WHAT TO WORK ON:
1. In the Form 8-A filing, what price per whole ordinary share is each warrant exercisable for?
2. Copy verbatim the stretch of the records from the line containing "written like (44,102)." through the end of the records.

8-A12B 1 f8a12b072419_fellazoinc.htm FOR REGISTRATION OF CERTAIN CLASSES

 

 

U.S. SECURITIES AND EXCHANGE COMMISSION

Washington, D.C. 20549 

 

FORM 8-A

 

FOR REGISTRATION OF CERTAIN CLASSES OF SECURITIES

PURSUANT TO SECTION 12(b) OR 12(g) OF THE

SECURITIES EXCHANGE ACT OF 1934

 

FELLAZO INC.

(Exact Name of Registrant as Specified in Its Charter)

 

Cayman Islands   N/A
(State of Incorporation or Organization)   (I.R.S. Employer Identification No.)
     

Jinshan Building East, Unit 1903

568 Jinshan West Road

Yong Kang City, Zhejiang Province

People’s Republic of China

  321300
(Address of Principal Executive Offices)   (Zip Code)

   

Securities to be registered pursuant to Section 12(b) of the Act:

 

Title of Each Class

to be Registered

 

Name of Each Exchange on Which

Each Class is to be Registered

     
Units, each consisting of one Ordinary Share, one Right and one Warrant   The NASDAQ Stock Market LLC
     
Ordinary Shares, par value $0.0001 per share   The NASDAQ Stock Market LLC
     
Rights, exchangeable into one-tenth of one Ordinary Share   The NASDAQ Stock Market LLC
     
Warrants, each exercisable for one-half of one Ordinary Share, each whole Ordinary Share exercisable for $11.50 per share   The NASDAQ Stock Market LLC

 

If this form relates to the registration of a class of securities pursuant to Section 12(b) of the Exchange Act and is effective pursuant to General Instruction A.(c), please check the following box. ☒

 

If this form relates to the registration of a class of securities pursuant to Section 12(g) of the Exchange Act and is effective pursuant to General Instruction A.(d), please check the following box. ☐

 

If this form relates to the registration of a class of securities concurrently with a Regulation A offering, check the following box. ☐

 

Securities Act registration statement or Regulation A offering statement file number to which this form relates:  

333-226001

    (If applicable)

 

Securities to be registered pursuant to Section 12(g) of the Act: 

  

 N/A
(Title of Class)

 

 

 

 

 

 

Item 1.Description of Registrant’s Securities to be Registered.

 

The securities to be registered hereby are the units, ordinary shares, rights exchangeable into one-tenth of one ordinary share and warrants to purchase ordinary shares of Fellazo Inc. (the Company”). The description of the units, ordinary shares, rights and warrants contained in the section entitled “Description of Securities” in the prospectus included in the Company’s Registration Statement on Form S-1 (File No. 333-231654) originally filed with the Securities and Exchange Commission on May 22, 2019, as amended from time to time (the “Registration Statement”), to which this Form 8-A relates, is incorporated herein by reference. Any form of prospectus or prospectus supplement to the Registration Statement that includes such descriptions and that is subsequently filed is also incorporated by reference herein.

INPUT FOR THIS TASK:
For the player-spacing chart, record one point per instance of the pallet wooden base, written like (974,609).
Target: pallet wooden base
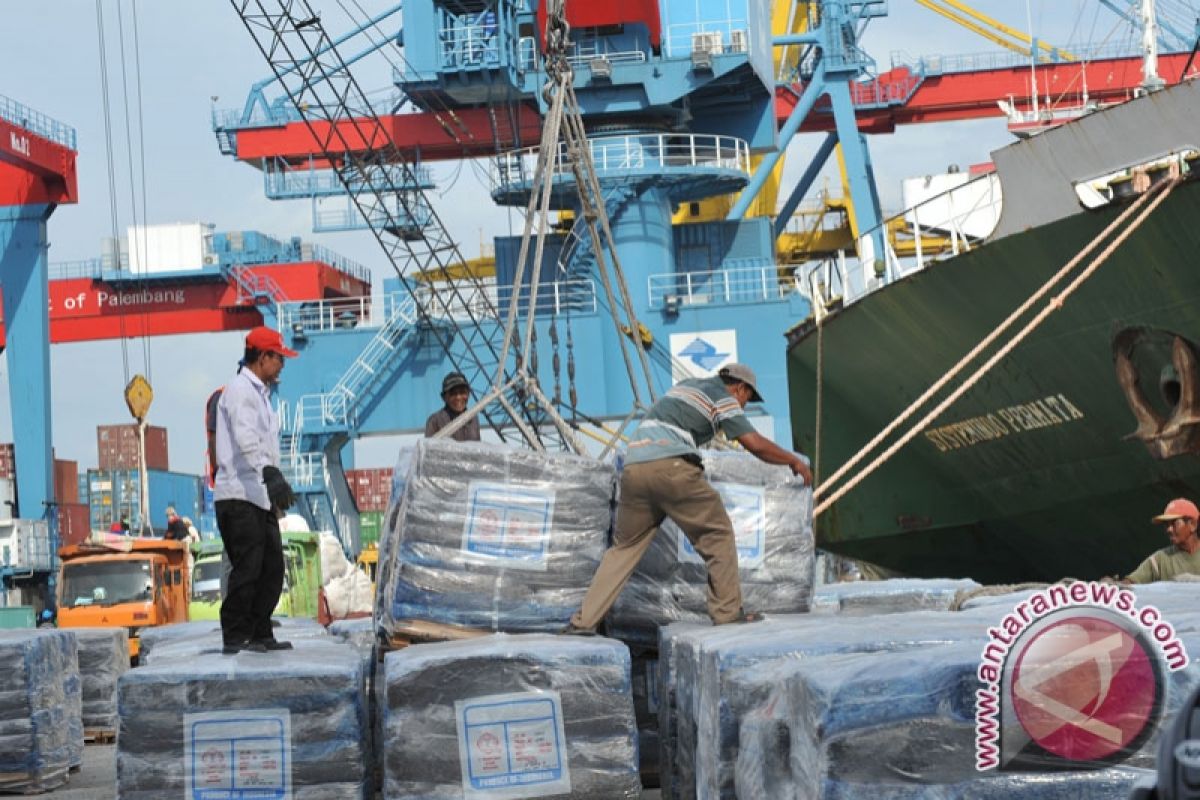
(99,737)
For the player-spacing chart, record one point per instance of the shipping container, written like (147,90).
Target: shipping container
(117,446)
(370,524)
(7,497)
(25,546)
(115,493)
(66,481)
(371,487)
(75,523)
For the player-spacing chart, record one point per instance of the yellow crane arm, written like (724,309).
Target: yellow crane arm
(991,29)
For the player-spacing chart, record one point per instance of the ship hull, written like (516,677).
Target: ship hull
(1032,475)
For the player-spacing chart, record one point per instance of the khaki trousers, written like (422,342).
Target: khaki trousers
(649,493)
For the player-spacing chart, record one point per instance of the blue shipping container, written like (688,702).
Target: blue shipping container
(113,493)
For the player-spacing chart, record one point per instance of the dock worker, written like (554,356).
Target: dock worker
(177,528)
(1182,557)
(251,494)
(455,395)
(664,476)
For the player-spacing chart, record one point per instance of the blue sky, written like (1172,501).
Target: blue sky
(199,50)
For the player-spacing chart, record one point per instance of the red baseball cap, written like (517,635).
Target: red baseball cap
(270,341)
(1179,509)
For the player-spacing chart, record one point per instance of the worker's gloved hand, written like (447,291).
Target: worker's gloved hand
(277,488)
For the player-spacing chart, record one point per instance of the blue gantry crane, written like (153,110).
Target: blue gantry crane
(679,103)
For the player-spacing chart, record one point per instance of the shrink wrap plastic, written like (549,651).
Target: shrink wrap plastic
(295,719)
(510,716)
(492,537)
(889,596)
(187,639)
(103,659)
(41,733)
(772,516)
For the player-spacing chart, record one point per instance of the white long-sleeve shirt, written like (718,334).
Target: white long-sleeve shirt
(247,440)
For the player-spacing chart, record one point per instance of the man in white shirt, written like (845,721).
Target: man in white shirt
(251,494)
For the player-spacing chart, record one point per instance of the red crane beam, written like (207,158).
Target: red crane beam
(936,98)
(87,310)
(973,95)
(35,169)
(441,136)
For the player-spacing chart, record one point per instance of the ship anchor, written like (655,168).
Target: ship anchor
(1165,437)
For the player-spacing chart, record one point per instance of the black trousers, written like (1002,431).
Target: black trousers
(252,542)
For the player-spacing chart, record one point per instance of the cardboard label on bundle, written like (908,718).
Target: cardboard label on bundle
(747,506)
(240,755)
(509,525)
(513,746)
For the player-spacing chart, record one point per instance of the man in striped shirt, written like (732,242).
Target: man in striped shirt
(664,477)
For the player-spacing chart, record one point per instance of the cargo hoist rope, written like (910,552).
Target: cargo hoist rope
(1151,199)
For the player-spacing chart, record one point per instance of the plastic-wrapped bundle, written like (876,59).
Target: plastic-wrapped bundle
(360,633)
(897,725)
(772,515)
(103,659)
(493,537)
(187,639)
(891,596)
(510,716)
(703,697)
(41,733)
(297,721)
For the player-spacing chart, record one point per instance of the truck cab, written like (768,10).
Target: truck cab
(113,581)
(301,577)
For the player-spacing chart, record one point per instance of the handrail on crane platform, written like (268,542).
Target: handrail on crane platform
(36,122)
(653,151)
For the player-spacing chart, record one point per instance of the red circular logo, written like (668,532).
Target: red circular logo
(1085,687)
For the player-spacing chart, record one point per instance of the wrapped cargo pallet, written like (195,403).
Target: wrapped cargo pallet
(891,596)
(295,722)
(502,717)
(186,639)
(772,516)
(897,725)
(41,733)
(492,537)
(103,659)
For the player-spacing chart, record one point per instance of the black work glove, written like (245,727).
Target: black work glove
(277,488)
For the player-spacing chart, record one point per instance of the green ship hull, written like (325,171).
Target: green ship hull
(1033,474)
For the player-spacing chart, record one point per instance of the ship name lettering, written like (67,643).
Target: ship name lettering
(1044,413)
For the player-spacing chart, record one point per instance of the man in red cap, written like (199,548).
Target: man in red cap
(251,494)
(1181,518)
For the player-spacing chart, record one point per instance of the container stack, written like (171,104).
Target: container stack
(772,516)
(103,659)
(118,447)
(297,721)
(41,733)
(115,493)
(493,539)
(372,492)
(510,716)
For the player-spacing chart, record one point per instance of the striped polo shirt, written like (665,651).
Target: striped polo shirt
(688,416)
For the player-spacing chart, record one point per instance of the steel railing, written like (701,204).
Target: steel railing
(713,36)
(36,122)
(643,151)
(718,287)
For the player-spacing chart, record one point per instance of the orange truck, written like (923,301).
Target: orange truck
(115,581)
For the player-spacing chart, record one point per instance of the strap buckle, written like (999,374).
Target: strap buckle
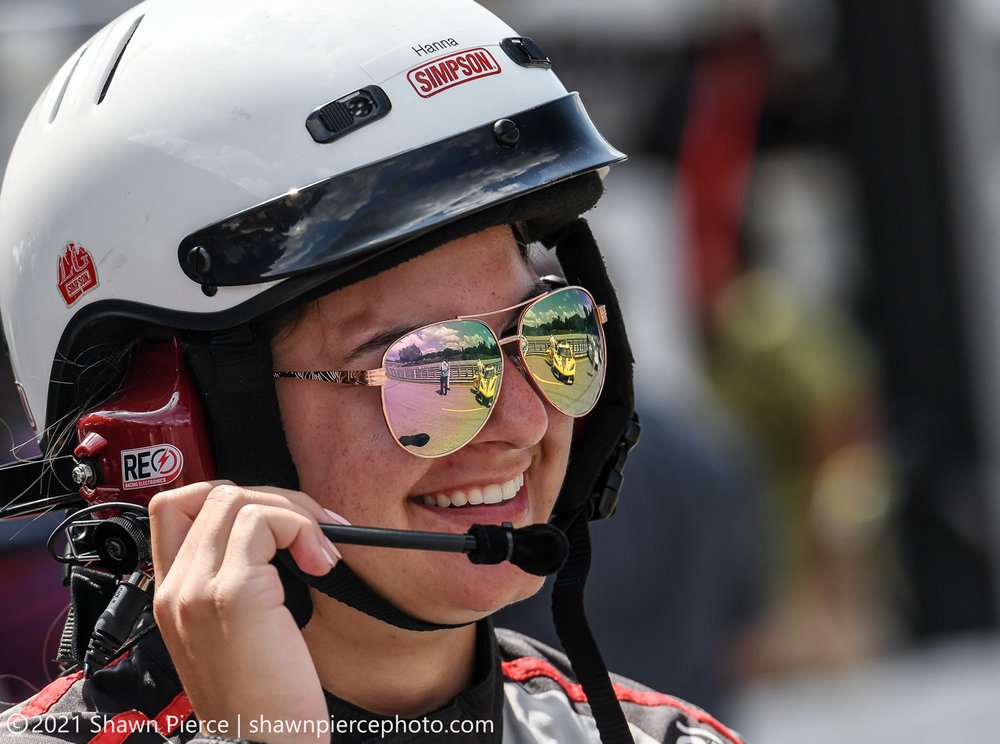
(604,501)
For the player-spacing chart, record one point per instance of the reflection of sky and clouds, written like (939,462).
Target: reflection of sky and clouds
(562,305)
(458,335)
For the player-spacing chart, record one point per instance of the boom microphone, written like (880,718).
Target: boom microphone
(538,549)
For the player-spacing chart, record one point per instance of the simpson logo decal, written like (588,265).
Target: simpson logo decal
(443,73)
(77,273)
(151,466)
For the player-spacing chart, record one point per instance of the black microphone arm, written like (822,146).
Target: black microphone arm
(538,549)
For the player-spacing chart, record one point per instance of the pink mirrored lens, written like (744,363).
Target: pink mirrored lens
(441,382)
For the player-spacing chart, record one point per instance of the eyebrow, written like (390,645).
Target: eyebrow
(380,340)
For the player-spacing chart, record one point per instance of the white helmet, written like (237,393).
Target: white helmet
(197,164)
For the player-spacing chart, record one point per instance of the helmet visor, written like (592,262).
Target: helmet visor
(355,215)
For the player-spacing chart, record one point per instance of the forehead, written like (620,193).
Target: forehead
(476,273)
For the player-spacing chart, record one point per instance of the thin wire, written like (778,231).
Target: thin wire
(48,636)
(23,681)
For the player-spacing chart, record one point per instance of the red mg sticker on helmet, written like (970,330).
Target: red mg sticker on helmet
(443,73)
(77,273)
(151,466)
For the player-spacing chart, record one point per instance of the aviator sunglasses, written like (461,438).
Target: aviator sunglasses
(440,382)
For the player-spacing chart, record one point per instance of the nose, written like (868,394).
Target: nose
(520,418)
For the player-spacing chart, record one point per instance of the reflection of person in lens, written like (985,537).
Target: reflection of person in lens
(445,372)
(397,222)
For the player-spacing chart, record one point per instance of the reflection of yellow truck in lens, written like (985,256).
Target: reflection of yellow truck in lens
(485,383)
(560,357)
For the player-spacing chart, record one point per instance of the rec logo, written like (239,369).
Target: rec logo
(151,466)
(443,73)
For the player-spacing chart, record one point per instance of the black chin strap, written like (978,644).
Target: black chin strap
(578,641)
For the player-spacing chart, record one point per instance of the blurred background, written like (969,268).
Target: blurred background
(806,246)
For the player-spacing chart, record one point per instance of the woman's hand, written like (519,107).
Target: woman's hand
(220,605)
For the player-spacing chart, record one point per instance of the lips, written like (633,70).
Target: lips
(494,493)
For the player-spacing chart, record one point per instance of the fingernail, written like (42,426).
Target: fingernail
(337,518)
(335,551)
(329,558)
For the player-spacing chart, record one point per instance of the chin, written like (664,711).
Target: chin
(490,589)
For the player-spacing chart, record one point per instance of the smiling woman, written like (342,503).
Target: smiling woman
(318,291)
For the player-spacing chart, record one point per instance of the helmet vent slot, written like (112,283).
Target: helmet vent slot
(65,85)
(122,46)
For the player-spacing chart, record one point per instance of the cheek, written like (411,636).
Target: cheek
(555,455)
(334,437)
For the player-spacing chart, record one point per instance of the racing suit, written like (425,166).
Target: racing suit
(523,691)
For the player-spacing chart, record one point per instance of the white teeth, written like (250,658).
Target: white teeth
(493,493)
(508,489)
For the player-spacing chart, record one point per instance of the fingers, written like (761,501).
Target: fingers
(193,527)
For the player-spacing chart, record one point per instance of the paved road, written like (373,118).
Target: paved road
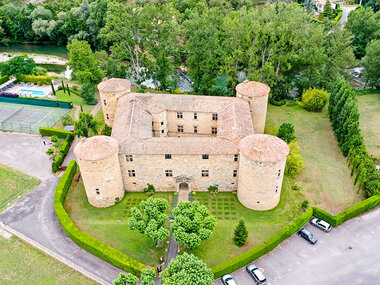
(34,214)
(349,254)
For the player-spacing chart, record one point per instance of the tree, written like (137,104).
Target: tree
(328,12)
(371,64)
(294,162)
(178,272)
(364,24)
(84,125)
(240,233)
(286,132)
(88,93)
(192,224)
(148,277)
(83,63)
(151,220)
(314,99)
(17,65)
(126,279)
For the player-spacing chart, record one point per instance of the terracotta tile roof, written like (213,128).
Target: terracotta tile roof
(252,89)
(114,85)
(96,148)
(264,148)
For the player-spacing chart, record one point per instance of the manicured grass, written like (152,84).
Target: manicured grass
(21,263)
(325,180)
(110,225)
(369,107)
(261,224)
(12,183)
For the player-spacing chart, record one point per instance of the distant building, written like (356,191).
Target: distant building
(184,142)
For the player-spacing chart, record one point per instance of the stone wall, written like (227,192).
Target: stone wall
(104,175)
(260,183)
(151,169)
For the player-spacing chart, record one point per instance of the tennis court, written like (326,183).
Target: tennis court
(28,118)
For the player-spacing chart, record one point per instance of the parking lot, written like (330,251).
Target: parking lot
(349,254)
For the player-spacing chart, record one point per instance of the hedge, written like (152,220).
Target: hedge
(356,210)
(4,79)
(84,240)
(263,248)
(49,132)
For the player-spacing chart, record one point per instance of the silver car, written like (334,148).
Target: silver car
(321,224)
(228,280)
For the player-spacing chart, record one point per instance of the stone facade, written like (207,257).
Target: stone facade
(187,142)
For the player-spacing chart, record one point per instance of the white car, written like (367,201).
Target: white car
(321,224)
(228,280)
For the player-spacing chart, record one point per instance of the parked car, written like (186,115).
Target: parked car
(227,279)
(321,224)
(308,236)
(256,274)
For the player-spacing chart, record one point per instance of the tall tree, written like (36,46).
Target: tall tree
(83,63)
(178,272)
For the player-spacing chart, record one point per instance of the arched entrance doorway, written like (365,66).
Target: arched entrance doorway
(183,186)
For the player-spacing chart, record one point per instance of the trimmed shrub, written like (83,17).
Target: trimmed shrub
(48,132)
(314,99)
(82,239)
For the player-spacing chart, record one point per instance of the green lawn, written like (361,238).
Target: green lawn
(369,107)
(23,264)
(12,183)
(325,180)
(261,225)
(110,225)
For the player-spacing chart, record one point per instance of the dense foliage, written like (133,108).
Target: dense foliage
(344,116)
(187,269)
(151,219)
(192,224)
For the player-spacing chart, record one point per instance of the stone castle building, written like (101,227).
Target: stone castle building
(183,142)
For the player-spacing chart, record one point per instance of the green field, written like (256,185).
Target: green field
(23,264)
(325,180)
(369,107)
(12,184)
(110,225)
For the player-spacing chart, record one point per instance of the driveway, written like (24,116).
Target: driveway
(34,214)
(349,254)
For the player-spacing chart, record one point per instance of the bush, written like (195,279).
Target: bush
(286,132)
(314,99)
(82,239)
(67,120)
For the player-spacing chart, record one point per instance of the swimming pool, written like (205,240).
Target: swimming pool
(34,92)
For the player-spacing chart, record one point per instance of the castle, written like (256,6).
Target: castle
(183,142)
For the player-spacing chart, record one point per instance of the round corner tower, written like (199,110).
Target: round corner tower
(98,161)
(256,93)
(110,90)
(261,171)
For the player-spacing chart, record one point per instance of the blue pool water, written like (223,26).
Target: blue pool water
(34,92)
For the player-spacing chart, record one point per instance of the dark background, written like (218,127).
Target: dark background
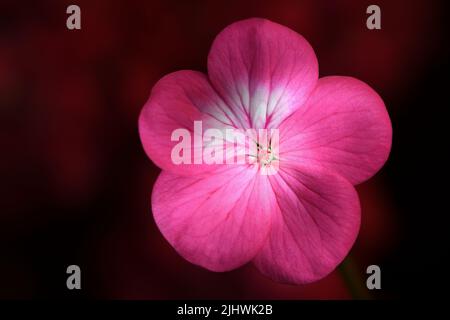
(76,184)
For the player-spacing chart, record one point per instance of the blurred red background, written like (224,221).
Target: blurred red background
(76,183)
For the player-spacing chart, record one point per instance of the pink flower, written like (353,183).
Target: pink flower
(295,225)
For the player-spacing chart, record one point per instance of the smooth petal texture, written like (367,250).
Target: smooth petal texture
(264,71)
(176,101)
(343,126)
(315,225)
(216,221)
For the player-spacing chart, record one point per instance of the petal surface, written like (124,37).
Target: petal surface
(176,102)
(343,126)
(216,221)
(264,71)
(315,225)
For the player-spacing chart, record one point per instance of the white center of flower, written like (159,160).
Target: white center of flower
(265,155)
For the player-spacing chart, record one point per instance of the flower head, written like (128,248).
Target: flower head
(298,222)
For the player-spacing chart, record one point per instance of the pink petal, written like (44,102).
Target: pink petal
(216,221)
(316,224)
(343,126)
(263,70)
(176,101)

SOLUTIONS BY TASK:
1. $11.50 per share.

2.
For the player-spacing chart, record one point per instance of the pink petal, written like (44,102).
Target: pink petal
(216,221)
(316,224)
(343,126)
(263,70)
(176,101)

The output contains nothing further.